+++ PAGE EXTRACT +++

What it wouldn’t normally involve is Cross Green, an unlovely sprawling industrial estate to the south east of the city centre. Acres of modern rectangular industrial buildings surround large wholesale markets, and any housing squeezes up into the north of the patch.
But Cross Green is home to one of Leeds’ most exciting new buildings. Here, on its southern face is a striking living wall, one of the largest in Europe, providing biodiversity in an otherwise wholly man-made environment.
The building itself relies heavily on glass and elegant timber framing. It’s something of an anachronism in a zone of modern concrete boxes.
These days we’re all encouraged to recycle – glass, paper, tins, plastic, garden waste – even, in some local authorities, food waste. By rights, little should need to find its way into those black bags steadily filling every landfill site in the country. But it does.
The advanced technology in this building aims to prevent that: and thanks to our friends Graham and Trish, we spent an afternoon finding out how.
We started out in one of the meeting rooms, looking through glass to watch a monstrous grab working with up to 6 tonnes per grab of shredded miscellaneous waste. This was waste at the end of its journey, but still useful.
Come with us. Put on the work boots they give you, the hi-viz jacket, the safety helmet and the goggles. Come with us and we walk from point to point in this immense building.
Here are the monitors which – er- monitor every part of the plant. Look carefully and you’ll see flames on one of the screens.
This is an incinerator which burns the unrecoverable waste we had been looking at earlier, to produce heat. The heat turns water into steam. The steam powers a turbine. The turbine generates about 13 MW of electricity – enough to supply the needs of 22,000 homes. Emissions are carefully controlled, cleaned and captured, and the ash generated by this unimaginably hot bonfire is used as aggregate in road building.
Before that though, materials which could have been recycled earlier are extracted. Paper and card are blown from the refuse. Metals are fished out by magnets. We couldn’t take pictures as we walked round the plant, so you’ll have to take my word for it.
There’s not really a market for the degraded paper which finds its way here. But next time you take an egg from an egg box, or find yourself staring at a sick-bowl in hospital, or need to buy some paper-based animal bedding, you might be using something that started out in the RERF in Leeds.
I could blind you with facts and figures, but I think it’s enough to know that Leeds is helping to meet its ambitious zero-waste plans with projects such as this. We, wherever we live, have an obligation to develop our own personal zero-waste strategies. Maybe you have a group you could join, like our own Plastic Free Ripon? More of that in another post.

+++

WORK REQUIRED: According to the blog post about the Cross Green waste plant in Leeds, how many homes can the turbine's electricity supply?

+++ EXTRACTED MATERIAL +++

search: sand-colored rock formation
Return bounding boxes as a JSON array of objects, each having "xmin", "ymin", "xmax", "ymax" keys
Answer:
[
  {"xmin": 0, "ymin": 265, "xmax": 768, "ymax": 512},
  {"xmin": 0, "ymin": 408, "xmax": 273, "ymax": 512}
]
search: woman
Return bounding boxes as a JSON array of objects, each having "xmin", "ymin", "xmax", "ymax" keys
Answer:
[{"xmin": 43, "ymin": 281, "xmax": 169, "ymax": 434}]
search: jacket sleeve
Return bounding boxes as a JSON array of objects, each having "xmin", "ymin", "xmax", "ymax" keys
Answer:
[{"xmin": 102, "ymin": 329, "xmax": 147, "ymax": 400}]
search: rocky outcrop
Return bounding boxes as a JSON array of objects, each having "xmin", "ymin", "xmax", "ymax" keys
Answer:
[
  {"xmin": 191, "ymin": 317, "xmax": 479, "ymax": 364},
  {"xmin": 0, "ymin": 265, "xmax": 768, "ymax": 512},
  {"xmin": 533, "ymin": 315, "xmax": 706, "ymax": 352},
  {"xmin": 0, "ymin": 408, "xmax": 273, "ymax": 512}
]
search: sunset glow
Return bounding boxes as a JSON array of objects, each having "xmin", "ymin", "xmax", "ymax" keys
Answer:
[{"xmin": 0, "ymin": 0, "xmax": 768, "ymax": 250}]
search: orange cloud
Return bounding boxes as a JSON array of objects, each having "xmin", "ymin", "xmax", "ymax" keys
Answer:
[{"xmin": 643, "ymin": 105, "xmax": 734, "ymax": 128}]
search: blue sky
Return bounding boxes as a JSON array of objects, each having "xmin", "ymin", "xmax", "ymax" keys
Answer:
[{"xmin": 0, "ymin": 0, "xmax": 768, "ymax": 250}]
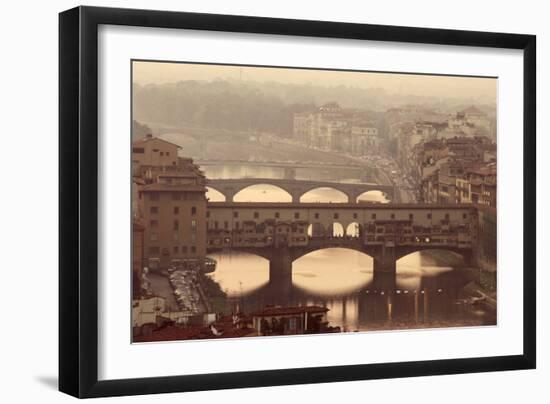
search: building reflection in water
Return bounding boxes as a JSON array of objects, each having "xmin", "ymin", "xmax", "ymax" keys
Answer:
[{"xmin": 210, "ymin": 249, "xmax": 496, "ymax": 331}]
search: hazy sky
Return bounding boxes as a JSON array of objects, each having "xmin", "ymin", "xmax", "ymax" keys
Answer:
[{"xmin": 133, "ymin": 62, "xmax": 497, "ymax": 103}]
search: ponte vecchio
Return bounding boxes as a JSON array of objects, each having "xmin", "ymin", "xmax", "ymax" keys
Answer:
[{"xmin": 207, "ymin": 202, "xmax": 478, "ymax": 282}]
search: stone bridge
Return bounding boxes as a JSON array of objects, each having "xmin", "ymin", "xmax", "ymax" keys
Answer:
[
  {"xmin": 206, "ymin": 178, "xmax": 398, "ymax": 203},
  {"xmin": 207, "ymin": 202, "xmax": 478, "ymax": 283}
]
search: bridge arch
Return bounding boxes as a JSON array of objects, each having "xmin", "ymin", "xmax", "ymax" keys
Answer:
[
  {"xmin": 355, "ymin": 189, "xmax": 390, "ymax": 203},
  {"xmin": 346, "ymin": 222, "xmax": 362, "ymax": 238},
  {"xmin": 300, "ymin": 185, "xmax": 350, "ymax": 203},
  {"xmin": 307, "ymin": 222, "xmax": 327, "ymax": 237},
  {"xmin": 233, "ymin": 182, "xmax": 293, "ymax": 202},
  {"xmin": 395, "ymin": 245, "xmax": 472, "ymax": 266},
  {"xmin": 292, "ymin": 245, "xmax": 374, "ymax": 262},
  {"xmin": 206, "ymin": 186, "xmax": 228, "ymax": 202}
]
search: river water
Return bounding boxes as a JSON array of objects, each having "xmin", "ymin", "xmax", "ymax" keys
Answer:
[{"xmin": 208, "ymin": 164, "xmax": 496, "ymax": 331}]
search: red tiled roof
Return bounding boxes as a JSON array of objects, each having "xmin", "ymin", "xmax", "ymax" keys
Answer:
[
  {"xmin": 140, "ymin": 182, "xmax": 207, "ymax": 192},
  {"xmin": 133, "ymin": 326, "xmax": 255, "ymax": 342},
  {"xmin": 132, "ymin": 136, "xmax": 182, "ymax": 149}
]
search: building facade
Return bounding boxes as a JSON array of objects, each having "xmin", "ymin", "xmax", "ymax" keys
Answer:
[
  {"xmin": 132, "ymin": 137, "xmax": 206, "ymax": 270},
  {"xmin": 294, "ymin": 102, "xmax": 379, "ymax": 156}
]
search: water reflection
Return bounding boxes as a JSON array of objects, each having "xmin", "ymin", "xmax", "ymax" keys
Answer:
[
  {"xmin": 206, "ymin": 249, "xmax": 496, "ymax": 331},
  {"xmin": 205, "ymin": 183, "xmax": 496, "ymax": 331}
]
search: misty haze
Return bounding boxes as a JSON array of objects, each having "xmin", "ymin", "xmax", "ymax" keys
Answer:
[{"xmin": 131, "ymin": 61, "xmax": 498, "ymax": 342}]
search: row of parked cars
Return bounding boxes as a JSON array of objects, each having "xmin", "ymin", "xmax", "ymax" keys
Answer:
[{"xmin": 169, "ymin": 268, "xmax": 202, "ymax": 313}]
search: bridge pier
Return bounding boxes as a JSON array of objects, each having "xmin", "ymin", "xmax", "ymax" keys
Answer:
[
  {"xmin": 373, "ymin": 247, "xmax": 397, "ymax": 276},
  {"xmin": 269, "ymin": 246, "xmax": 293, "ymax": 285}
]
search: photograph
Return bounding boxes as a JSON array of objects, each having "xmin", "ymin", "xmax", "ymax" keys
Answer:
[{"xmin": 130, "ymin": 60, "xmax": 498, "ymax": 343}]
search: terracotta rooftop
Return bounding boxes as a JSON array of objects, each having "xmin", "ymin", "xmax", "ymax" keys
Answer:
[
  {"xmin": 132, "ymin": 135, "xmax": 182, "ymax": 149},
  {"xmin": 133, "ymin": 326, "xmax": 255, "ymax": 342},
  {"xmin": 140, "ymin": 182, "xmax": 207, "ymax": 192}
]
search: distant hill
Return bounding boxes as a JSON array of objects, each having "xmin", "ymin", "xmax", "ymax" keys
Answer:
[{"xmin": 132, "ymin": 120, "xmax": 153, "ymax": 140}]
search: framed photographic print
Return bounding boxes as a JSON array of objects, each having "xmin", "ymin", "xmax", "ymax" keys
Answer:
[{"xmin": 59, "ymin": 7, "xmax": 536, "ymax": 397}]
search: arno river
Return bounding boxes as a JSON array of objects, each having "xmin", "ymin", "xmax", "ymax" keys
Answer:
[{"xmin": 206, "ymin": 167, "xmax": 496, "ymax": 331}]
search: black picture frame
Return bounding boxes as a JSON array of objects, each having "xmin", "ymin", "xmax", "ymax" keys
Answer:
[{"xmin": 59, "ymin": 7, "xmax": 536, "ymax": 398}]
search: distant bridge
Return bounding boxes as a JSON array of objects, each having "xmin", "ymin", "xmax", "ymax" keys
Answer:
[
  {"xmin": 195, "ymin": 159, "xmax": 372, "ymax": 170},
  {"xmin": 206, "ymin": 178, "xmax": 398, "ymax": 203},
  {"xmin": 207, "ymin": 202, "xmax": 478, "ymax": 283}
]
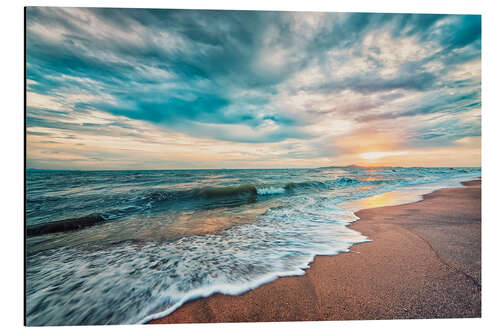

+++

OUTPUT FOR THIS TASK: The needs of 22,000 homes.